Copy out the C++ swap discussion below word for word, including every line.

_Passage to read_

## Begin

On Sat, 29 May 2021 at 18:01, Ville Voutilainen
<ville.voutilainen_at_[hidden]> wrote:
>
> On Sat, 29 May 2021 at 17:36, Yongwei Wu via Std-Discussion
> <std-discussion_at_[hidden]> wrote:
> >
> > I happened to find Alan Griffiths' article ‘C++ Standards - The "swap" Problem"’ (<URL:https://accu.org/journals/overload/9/41/griffiths_466/>), and I did some tests while reading it. I was happy and surprised to find what he described seemed a non-issue now.
> >
> > I tested with the following code:
> >
> > #include <iostream>
> > #include <utility>
> >
> > namespace Impl {
> >
> > struct A {
> > int value;
> > };
> >
> > void swap(A& x, A& y)
> > {
> > std::cout << "Impl::A::swap\n";
> > std::swap(x, y);
> > }
> >
> > }
> >
> > namespace App {
> >
> > struct Obj {
> > void swap(Obj& rhs);
> > Impl::A a_value;
> > };
> >
> > void Obj::swap(Obj& rhs)
> > {
> > using std::swap; // NB this line
> > swap(a_value, rhs.a_value);
> > }
> >
> > void swap(Obj& lhs, Obj& rhs)
> > {
> > lhs.swap(rhs);
> > }
> >
> > }
> >
> > int main()

## End

_Recorded data_
## Begin

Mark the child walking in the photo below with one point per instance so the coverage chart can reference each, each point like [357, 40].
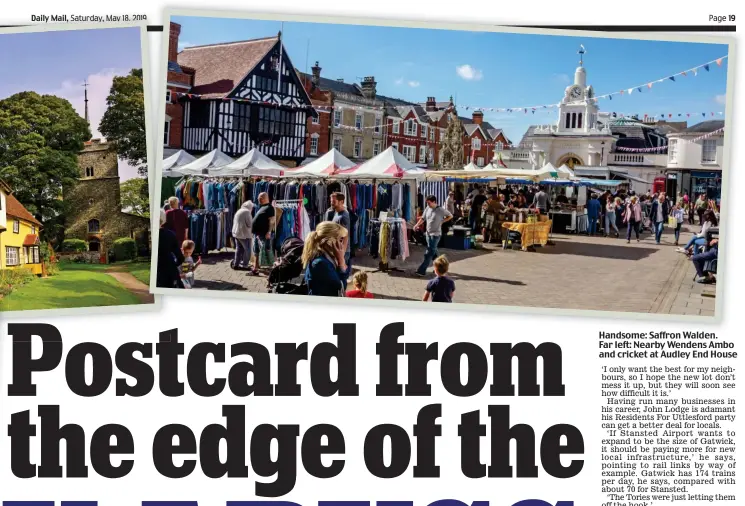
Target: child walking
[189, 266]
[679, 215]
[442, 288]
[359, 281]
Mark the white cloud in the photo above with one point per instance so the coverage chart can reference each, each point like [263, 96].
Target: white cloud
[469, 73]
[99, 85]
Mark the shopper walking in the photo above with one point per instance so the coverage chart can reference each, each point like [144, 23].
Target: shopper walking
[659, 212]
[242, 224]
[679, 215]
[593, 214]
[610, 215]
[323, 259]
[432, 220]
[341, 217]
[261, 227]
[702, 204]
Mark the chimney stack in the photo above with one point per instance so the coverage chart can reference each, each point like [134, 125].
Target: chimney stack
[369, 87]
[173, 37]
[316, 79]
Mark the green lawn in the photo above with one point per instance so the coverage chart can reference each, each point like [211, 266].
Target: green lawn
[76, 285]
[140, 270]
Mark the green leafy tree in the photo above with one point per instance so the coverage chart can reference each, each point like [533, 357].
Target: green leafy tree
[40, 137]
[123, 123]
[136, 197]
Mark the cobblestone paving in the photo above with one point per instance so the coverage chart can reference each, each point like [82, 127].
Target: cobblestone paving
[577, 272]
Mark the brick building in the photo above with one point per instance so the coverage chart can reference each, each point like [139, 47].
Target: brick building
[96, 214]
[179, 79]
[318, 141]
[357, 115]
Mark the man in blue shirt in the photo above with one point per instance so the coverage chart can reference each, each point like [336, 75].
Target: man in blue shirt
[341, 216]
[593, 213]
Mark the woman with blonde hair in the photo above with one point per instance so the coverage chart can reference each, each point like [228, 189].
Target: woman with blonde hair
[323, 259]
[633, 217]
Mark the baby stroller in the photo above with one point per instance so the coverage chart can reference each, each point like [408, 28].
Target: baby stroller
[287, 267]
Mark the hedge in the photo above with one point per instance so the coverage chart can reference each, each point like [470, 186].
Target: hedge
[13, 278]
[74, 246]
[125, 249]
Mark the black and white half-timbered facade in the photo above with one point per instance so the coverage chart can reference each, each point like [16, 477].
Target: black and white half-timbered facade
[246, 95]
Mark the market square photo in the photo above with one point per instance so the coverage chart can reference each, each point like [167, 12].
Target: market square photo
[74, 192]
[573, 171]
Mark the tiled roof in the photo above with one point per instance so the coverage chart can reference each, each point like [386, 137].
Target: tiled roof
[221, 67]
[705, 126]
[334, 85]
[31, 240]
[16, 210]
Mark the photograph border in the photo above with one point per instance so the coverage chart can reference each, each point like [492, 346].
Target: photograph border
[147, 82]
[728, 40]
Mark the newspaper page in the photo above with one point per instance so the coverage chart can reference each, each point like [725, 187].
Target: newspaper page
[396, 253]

## End
## Begin

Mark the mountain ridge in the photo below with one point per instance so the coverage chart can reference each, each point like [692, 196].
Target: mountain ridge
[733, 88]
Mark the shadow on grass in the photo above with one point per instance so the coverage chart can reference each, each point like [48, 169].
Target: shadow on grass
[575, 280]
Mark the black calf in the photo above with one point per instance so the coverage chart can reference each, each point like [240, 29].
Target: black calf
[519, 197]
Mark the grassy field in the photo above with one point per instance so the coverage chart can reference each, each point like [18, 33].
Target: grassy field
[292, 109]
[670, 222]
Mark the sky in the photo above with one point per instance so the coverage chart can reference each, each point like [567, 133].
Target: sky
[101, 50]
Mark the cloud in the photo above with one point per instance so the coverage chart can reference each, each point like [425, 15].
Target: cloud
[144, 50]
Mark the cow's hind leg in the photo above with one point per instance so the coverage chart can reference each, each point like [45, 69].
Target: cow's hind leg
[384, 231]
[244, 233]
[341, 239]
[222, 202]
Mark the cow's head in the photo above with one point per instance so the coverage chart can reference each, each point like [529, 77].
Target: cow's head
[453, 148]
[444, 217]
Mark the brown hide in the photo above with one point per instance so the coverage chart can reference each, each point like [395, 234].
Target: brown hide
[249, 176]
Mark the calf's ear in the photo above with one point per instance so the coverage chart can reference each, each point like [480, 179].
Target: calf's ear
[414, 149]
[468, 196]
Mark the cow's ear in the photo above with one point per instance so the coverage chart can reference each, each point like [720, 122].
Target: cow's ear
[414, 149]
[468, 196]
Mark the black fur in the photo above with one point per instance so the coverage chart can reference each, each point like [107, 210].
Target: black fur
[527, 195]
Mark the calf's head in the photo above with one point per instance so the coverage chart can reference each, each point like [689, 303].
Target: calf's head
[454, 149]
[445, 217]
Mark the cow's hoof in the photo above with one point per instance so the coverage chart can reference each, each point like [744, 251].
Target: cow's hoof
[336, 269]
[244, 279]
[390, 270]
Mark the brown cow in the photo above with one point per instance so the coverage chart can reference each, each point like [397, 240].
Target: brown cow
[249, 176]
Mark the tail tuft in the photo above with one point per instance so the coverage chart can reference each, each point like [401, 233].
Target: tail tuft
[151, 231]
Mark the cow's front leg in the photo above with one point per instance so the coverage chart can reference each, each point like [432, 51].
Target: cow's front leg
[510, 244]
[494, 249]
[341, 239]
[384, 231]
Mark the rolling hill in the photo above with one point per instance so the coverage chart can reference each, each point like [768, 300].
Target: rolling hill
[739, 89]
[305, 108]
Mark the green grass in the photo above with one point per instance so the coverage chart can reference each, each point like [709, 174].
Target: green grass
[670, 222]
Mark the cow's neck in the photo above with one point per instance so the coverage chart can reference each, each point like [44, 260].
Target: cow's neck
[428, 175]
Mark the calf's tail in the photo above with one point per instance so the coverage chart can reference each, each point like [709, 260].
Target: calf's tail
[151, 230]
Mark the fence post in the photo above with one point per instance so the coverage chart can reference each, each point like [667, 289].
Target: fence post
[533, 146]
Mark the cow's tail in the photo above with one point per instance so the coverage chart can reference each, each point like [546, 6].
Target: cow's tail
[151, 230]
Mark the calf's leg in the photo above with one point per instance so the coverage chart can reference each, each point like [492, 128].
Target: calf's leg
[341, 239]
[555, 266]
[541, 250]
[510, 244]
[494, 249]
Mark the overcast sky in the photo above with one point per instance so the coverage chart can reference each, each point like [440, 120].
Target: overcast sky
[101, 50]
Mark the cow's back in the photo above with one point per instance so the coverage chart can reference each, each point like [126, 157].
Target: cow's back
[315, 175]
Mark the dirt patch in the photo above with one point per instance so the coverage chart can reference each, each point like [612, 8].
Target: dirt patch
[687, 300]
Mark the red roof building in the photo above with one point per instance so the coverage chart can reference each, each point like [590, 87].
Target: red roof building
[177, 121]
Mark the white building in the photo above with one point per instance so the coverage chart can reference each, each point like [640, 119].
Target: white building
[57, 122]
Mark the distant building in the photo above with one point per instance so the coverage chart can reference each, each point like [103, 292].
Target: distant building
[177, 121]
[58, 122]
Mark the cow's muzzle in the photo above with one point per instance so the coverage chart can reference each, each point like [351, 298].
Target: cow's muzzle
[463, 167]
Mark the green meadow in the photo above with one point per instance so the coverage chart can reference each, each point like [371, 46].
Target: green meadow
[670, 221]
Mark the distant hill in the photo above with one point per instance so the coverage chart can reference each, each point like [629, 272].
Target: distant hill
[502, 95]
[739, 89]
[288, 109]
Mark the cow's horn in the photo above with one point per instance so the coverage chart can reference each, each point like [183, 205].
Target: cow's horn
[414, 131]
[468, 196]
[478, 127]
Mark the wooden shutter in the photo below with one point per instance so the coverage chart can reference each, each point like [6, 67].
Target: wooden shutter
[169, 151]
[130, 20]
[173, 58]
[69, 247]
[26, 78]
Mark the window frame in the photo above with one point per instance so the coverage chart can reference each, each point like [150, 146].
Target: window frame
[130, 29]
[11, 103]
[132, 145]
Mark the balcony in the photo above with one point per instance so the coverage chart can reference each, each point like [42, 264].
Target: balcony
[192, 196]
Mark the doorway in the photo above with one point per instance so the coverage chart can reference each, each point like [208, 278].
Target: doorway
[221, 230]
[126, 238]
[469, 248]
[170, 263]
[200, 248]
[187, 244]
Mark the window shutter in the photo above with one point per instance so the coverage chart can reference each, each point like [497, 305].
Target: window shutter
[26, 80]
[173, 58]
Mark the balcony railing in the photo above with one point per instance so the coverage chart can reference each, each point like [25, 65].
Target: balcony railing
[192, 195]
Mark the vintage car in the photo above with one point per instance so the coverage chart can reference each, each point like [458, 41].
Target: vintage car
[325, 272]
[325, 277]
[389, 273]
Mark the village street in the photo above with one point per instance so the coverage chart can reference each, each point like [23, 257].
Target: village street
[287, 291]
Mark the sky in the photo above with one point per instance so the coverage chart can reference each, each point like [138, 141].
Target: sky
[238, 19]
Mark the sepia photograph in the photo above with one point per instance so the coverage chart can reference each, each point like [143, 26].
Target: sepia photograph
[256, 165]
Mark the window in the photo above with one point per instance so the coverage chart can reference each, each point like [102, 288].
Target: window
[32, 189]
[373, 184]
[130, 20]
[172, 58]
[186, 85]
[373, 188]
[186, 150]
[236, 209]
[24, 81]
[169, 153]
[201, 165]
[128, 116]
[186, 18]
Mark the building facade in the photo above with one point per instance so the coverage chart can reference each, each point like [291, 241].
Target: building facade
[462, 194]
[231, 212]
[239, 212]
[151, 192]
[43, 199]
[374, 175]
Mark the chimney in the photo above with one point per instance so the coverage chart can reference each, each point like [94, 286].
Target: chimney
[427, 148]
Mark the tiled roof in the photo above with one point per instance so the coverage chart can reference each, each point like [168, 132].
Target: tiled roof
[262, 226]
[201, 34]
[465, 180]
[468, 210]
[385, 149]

## End

_Output for this task_
On Sat, 29 May 2021 at 18:01, Ville Voutilainen
<ville.voutilainen_at_[hidden]> wrote:
>
> On Sat, 29 May 2021 at 17:36, Yongwei Wu via Std-Discussion
> <std-discussion_at_[hidden]> wrote:
> >
> > I happened to find Alan Griffiths' article ‘C++ Standards - The "swap" Problem"’ (<URL:https://accu.org/journals/overload/9/41/griffiths_466/>), and I did some tests while reading it. I was happy and surprised to find what he described seemed a non-issue now.
> >
> > I tested with the following code:
> >
> > #include <iostream>
> > #include <utility>
> >
> > namespace Impl {
> >
> > struct A {
> > int value;
> > };
> >
> > void swap(A& x, A& y)
> > {
> > std::cout << "Impl::A::swap\n";
> > std::swap(x, y);
> > }
> >
> > }
> >
> > namespace App {
> >
> > struct Obj {
> > void swap(Obj& rhs);
> > Impl::A a_value;
> > };
> >
> > void Obj::swap(Obj& rhs)
> > {
> > using std::swap; // NB this line
> > swap(a_value, rhs.a_value);
> > }
> >
> > void swap(Obj& lhs, Obj& rhs)
> > {
> > lhs.swap(rhs);
> > }
> >
> > }
> >
> > int main()